### TEXTE FOURNI
══════

Des élections anticipées ?

Peu de temps après la guerre, le président de la République d’Artsakh, Arayik Haroutounian a appelé à mettre de côté les différends politiques et a insisté sur la nécessaire formation d’un gouvernement d’union nationale. Il a aussi quitté la présidence du parti Azad Hayrénik (Patrie Libre), majoritaire au Parlement. Notons qu’un ou deux jours avant cette décision, il s’était rendu à Moscou, pour une visite passée inaperçue et qui, selon les médias arméniens, avait pour but de préciser son avenir politique. La première nomination issue de cette nouvelle logique de gouvernement d’union nationale a été celle du secrétaire du Conseil de Sécurité, Vitaly Balassanian. Il a remplacé Samvel Babayan qui avait quitté ses fonctions immédiatement après la fin de la guerre. Jusqu’au déclenchement de la guerre, Balassanian faisait partie de la frange la plus dure de l’opposition. Candidat et rival d’Arayik Haroutiounian lors de la dernière élection présidentielle, il est à la tête du parti Justice, une des cinq forces représentées au Parlement. Vitaly Balassanian est un général à la retraite. Adversaire déclaré de la Révolution de velours en Arménie, il n’a cessé de critiquer le nouveau pouvoir à Erevan et par ricochet, Arayik Haroutiounian qui collaborait étroitement avec les nouvelles autorités. Quelques semaines après son voyage à Moscou, Haroutiounian a donc nommé l’un de ses plus farouches opposants au poste de secrétaire du Conseil de Sécurité.
Ce n’est pas tout : peu de temps après, il a annoncé l’octroi de pouvoirs élargis au Conseil et le passage sous le contrôle de ce dernier de l’ensemble des forces militaro-sécuritaires. En d’autres mots, la gestion de toutes les forces armées a été confiée à Vitaly Balassanian. Le président Haroutiounian a également évoqué la possible organisation d’élections anticipées. Quelques jours plus tard, il a aussi déclaré qu’il ne se présenterait pas aux prochaines élections et se retirerait de la vie politique. De son côté, Vitaly Balassanian a accordé une interview à la fin de l’année, qui par son ton et son contenu pouvait être assimilée à l’interview d’un dirigeant de facto de l’Artsakh. Dans cet entretien, Vitaly Balassanian préconise une gouvernance plus dure, il parle en même temps de son intention de rendre le bloc militaro-sécuritaire indépendant d’Erevan, sous-entendant ainsi qu’il envisage une plus large coopération avec la Russie. Balassanian est même allé jusqu’à ne pas exclure l’octroi de passeports russes aux Artsakhiotes.
Après cette interview, le porte-parole d’Arayik Haroutiounian a confié qu’il était prématuré de parler d’une date d’élections anticipées et, qu’en tout état de cause, le président de la République ne démissionnerait pas avant le mois de mai. Signe des temps, le 3 janvier 2021, le président de l’Artsakh a participé à Erevan à la réunion du Conseil de sécurité d’Arménie, dirigée par Nikol Pachinian. Cela a aussitôt déclenché une déclaration commune du parti Justice de Balassanian et du parti Dachnaktsoutioun d’Artsakh, dans laquelle Arayik Haroutiounian est accusé d’enfreindre les principes d’union nationale. Le parti Justice a aussi lancé un appel, aux forces politiques en Arménie, les invitant à obtenir la démission du Premier ministre Pachinian, dans les plus brefs délais.

══════

### DONNÉES FOURNIES
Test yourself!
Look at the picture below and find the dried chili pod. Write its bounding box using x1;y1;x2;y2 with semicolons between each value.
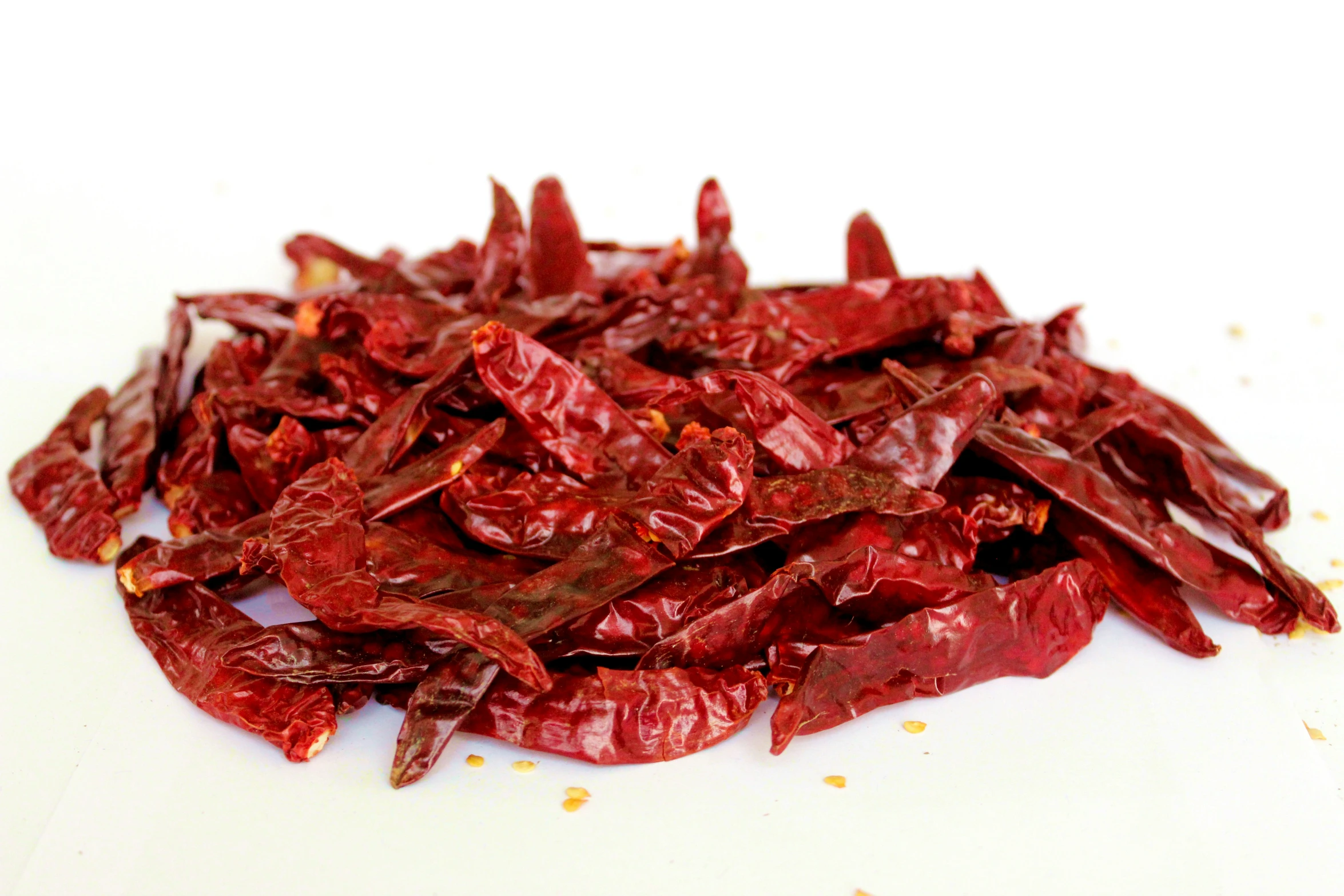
388;650;499;787
222;622;460;684
534;564;765;662
1107;416;1340;631
845;212;901;281
168;470;258;539
770;560;1109;754
270;458;550;689
849;373;999;489
462;666;766;764
363;418;506;520
117;513;270;595
154;302;191;439
227;415;323;508
364;523;540;596
468;178;527;314
100;352;158;519
121;539;336;762
621;427;753;559
472;322;669;486
177;293;295;345
694;466;942;557
527;177;593;297
203;334;270;392
652;371;852;473
442;468;634;560
1055;508;1219;657
9;385;121;563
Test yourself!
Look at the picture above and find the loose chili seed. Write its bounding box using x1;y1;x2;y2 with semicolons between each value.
9;177;1344;785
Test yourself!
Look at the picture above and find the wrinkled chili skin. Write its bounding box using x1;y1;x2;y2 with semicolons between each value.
770;560;1110;754
270;458;550;691
100;353;158;519
621;427;754;559
9;385;121;563
118;539;336;762
653;371;852;473
388;650;499;787
472;322;671;488
694;466;942;557
462;666;766;764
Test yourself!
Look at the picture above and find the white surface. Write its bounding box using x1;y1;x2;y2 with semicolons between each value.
0;4;1344;896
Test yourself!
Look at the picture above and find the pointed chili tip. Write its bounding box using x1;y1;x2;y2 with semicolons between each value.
472;321;508;349
695;177;733;241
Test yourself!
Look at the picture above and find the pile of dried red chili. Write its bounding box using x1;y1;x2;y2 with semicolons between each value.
9;178;1340;786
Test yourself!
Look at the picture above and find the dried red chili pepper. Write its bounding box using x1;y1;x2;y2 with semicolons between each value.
472;322;669;486
9;385;121;563
694;466;942;557
770;560;1109;754
845;212;901;281
34;172;1337;786
462;666;766;764
652;371;853;473
100;353;158;517
168;470;257;539
118;537;336;762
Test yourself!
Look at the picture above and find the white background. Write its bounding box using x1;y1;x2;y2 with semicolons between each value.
0;3;1344;896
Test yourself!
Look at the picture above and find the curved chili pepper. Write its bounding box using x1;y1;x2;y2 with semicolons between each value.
9;385;121;563
118;537;336;762
770;560;1109;754
270;458;550;691
468;178;527;314
694;466;942;557
462;666;766;764
849;373;999;489
100;353;158;517
652;371;852;473
845;212;901;280
472;322;669;486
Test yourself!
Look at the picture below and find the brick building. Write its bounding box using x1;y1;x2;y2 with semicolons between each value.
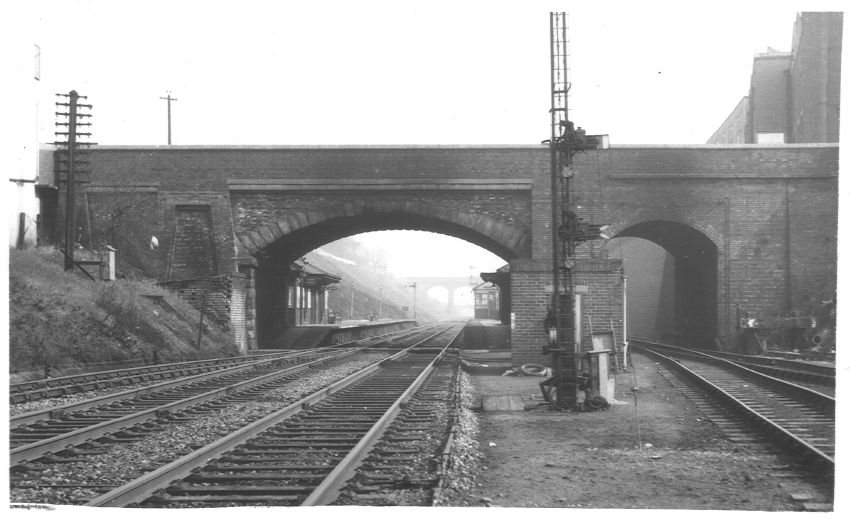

══════

### LISTE DES TÂCHES
(1) Relevez tous les partis politiques nommés dans le texte sur l'Artsakh.
(2) Recopiez à l'identique le passage du texte sur l'Artsakh qui commence par « Après cette interview, le » et se poursuit jusqu'à « plus brefs délais. ».
(3) Poursuivez le texte sur l'Artsakh à partir de sa dernière phrase.

### RÉPONSES PAR TÂCHE
(1)
- Azad Hayrénik (Patrie Libre)
- Justice
- Dachnaktsoutioun d'Artsakh

(2)
Après cette interview, le porte-parole d’Arayik Haroutiounian a confié qu’il était prématuré de parler d’une date d’élections anticipées et, qu’en tout état de cause, le président de la République ne démissionnerait pas avant le mois de mai. Signe des temps, le 3 janvier 2021, le président de l’Artsakh a participé à Erevan à la réunion du Conseil de sécurité d’Arménie, dirigée par Nikol Pachinian. Cela a aussitôt déclenché une déclaration commune du parti Justice de Balassanian et du parti Dachnaktsoutioun d’Artsakh, dans laquelle Arayik Haroutiounian est accusé d’enfreindre les principes d’union nationale. Le parti Justice a aussi lancé un appel, aux forces politiques en Arménie, les invitant à obtenir la démission du Premier ministre Pachinian, dans les plus brefs délais.

(3)
Motiver Moscou à les soutenir davantage

Dans la chronologie de ces événements, on perçoit clairement le conflit entre les nouvelles autorités de l’Arménie et l’ancien régime, sur la question de la restructuration politique en Artsakh. Cette lutte était visible, immédiatement après la révolution de velours : ayant perdu le pouvoir en Arménie, l’ancien régime essayait de recouvrer des positions en Artsakh. Ce qu’il n’a pas réussi à faire jusqu’à la guerre. Depuis la fin des hostilités, on assiste à une nouvelle tentative. Par ailleurs, l’ancien régime essaie clairement d’exploiter au mieux la présence militaire et la domination russes en Artsakh. Actuellement, le contingent de forces de paix russes a obtenu au moins le statut d’une autorité parallèle.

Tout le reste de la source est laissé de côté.